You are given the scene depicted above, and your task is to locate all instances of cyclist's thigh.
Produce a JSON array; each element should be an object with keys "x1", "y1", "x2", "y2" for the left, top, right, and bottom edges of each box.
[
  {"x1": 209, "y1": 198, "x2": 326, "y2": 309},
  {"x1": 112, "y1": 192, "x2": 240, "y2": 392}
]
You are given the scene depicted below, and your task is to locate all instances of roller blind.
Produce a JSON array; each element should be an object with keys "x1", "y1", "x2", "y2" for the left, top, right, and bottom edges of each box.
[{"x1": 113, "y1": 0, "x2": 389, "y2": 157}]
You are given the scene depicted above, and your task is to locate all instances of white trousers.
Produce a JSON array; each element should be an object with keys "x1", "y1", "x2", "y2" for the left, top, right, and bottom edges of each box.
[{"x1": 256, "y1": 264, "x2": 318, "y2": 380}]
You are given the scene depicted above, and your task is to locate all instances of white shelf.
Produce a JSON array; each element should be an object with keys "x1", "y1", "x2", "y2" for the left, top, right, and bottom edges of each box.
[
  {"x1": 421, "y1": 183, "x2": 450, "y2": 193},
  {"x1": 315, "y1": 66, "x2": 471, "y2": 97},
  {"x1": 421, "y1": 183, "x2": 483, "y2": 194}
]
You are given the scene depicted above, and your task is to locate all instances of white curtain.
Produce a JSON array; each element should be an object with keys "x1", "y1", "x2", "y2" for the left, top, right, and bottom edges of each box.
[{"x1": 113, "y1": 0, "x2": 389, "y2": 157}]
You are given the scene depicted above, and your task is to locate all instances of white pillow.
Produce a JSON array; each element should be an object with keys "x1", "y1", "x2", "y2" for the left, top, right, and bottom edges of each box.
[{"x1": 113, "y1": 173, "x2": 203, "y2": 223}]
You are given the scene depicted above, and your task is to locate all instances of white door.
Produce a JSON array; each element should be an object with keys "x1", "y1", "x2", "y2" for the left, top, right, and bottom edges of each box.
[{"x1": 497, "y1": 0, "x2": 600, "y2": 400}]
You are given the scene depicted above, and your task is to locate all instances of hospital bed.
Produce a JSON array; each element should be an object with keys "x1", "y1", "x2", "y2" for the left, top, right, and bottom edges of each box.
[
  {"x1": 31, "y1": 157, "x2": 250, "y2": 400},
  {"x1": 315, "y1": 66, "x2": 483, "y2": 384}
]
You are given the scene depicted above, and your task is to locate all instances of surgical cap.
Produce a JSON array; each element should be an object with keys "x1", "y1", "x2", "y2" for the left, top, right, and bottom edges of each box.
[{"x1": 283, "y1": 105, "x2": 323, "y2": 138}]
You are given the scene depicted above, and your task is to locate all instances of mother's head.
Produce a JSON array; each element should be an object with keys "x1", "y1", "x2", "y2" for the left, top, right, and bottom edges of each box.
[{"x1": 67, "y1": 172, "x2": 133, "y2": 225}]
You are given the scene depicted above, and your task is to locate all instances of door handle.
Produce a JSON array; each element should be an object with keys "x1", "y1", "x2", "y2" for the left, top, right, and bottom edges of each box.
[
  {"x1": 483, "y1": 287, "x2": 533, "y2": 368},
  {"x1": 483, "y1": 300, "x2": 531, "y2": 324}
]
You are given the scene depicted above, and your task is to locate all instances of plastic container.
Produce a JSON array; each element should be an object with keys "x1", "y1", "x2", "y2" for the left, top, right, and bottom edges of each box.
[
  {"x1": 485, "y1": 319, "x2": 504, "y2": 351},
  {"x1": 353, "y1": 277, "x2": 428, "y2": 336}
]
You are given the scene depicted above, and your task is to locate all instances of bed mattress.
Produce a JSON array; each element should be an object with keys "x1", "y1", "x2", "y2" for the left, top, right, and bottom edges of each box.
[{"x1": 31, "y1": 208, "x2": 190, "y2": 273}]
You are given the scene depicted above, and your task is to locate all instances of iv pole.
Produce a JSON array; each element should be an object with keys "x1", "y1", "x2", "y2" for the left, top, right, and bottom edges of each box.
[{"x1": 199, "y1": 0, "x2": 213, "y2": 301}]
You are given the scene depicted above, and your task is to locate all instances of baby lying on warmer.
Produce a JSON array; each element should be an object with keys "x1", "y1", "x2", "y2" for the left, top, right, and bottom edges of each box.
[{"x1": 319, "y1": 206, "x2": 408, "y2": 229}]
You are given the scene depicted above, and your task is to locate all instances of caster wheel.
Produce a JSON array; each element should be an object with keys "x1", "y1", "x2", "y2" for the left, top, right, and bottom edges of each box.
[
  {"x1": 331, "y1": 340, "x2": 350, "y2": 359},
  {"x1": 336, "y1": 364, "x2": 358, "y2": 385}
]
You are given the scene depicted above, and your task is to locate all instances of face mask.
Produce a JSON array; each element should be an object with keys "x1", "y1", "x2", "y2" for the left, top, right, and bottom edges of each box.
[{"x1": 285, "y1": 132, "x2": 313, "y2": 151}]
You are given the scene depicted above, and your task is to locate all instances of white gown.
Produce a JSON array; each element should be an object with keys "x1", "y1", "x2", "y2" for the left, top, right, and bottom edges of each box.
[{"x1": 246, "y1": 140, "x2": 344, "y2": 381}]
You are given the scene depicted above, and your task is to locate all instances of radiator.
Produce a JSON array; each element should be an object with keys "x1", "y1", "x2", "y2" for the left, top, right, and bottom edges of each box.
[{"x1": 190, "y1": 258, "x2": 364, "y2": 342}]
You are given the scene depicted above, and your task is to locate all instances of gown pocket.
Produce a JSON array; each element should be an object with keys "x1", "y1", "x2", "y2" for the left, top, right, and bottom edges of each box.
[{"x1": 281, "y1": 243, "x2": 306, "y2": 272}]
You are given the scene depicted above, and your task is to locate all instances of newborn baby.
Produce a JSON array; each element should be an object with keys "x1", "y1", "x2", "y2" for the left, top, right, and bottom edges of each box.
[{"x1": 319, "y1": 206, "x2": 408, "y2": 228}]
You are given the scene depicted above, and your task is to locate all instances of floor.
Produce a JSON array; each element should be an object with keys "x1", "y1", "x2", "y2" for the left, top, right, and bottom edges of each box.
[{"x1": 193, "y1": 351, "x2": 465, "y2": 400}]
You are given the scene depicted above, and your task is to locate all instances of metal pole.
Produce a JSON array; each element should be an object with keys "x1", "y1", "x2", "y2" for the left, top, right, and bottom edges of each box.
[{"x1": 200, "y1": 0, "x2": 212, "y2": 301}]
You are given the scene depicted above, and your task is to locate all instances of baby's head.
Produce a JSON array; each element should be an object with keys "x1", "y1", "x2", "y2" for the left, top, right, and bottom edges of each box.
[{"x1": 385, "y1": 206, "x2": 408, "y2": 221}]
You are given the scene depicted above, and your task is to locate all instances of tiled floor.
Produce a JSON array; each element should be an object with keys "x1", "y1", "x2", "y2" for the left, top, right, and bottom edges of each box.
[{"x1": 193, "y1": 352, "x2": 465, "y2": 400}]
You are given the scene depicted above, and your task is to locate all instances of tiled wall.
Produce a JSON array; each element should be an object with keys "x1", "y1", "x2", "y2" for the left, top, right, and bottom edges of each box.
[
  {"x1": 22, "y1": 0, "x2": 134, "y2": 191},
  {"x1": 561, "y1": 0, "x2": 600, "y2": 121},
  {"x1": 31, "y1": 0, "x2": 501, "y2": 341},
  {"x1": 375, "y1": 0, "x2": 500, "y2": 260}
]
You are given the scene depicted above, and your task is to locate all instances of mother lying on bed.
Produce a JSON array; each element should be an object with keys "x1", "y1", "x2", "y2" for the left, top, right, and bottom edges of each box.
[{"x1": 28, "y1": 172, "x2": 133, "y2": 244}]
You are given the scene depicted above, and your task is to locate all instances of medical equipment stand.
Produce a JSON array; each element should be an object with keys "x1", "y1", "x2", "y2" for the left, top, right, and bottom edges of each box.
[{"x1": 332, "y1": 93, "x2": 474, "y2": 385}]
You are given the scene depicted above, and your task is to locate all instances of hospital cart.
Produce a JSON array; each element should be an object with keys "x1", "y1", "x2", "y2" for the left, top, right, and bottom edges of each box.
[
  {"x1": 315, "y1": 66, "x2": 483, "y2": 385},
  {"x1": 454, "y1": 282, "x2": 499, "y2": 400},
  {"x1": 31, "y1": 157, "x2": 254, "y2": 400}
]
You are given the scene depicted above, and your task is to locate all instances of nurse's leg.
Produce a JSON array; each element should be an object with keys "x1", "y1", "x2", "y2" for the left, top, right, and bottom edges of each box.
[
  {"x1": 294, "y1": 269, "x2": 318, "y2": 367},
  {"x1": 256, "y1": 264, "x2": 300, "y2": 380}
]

_Task details_
Repeat only the lines from the one holding "medical equipment stand." through the last line of the data.

_Output for this task_
You are given the scene depicted above, and your task is to locate all instances of medical equipment stand.
Produce a JSON array; each element should be an object with keys "x1", "y1", "x2", "y2" for the left, top, right, and bottom edges of each box.
[{"x1": 332, "y1": 93, "x2": 474, "y2": 385}]
You are given the scene depicted above, and your task is to locate all instances of hospital cart.
Produce a JSON array; each element should be an object with keys "x1", "y1", "x2", "y2" for the left, top, right, and bottom edges of each box.
[
  {"x1": 315, "y1": 66, "x2": 483, "y2": 385},
  {"x1": 454, "y1": 282, "x2": 499, "y2": 400},
  {"x1": 31, "y1": 157, "x2": 254, "y2": 400}
]
You are given the scene depicted above, and your task is to locate all instances of nurse's leg.
Produce a JSON array; each element should be an object with keys "x1", "y1", "x2", "y2" for the left, top, right, and bottom edges of each box.
[
  {"x1": 294, "y1": 269, "x2": 318, "y2": 367},
  {"x1": 256, "y1": 264, "x2": 300, "y2": 380}
]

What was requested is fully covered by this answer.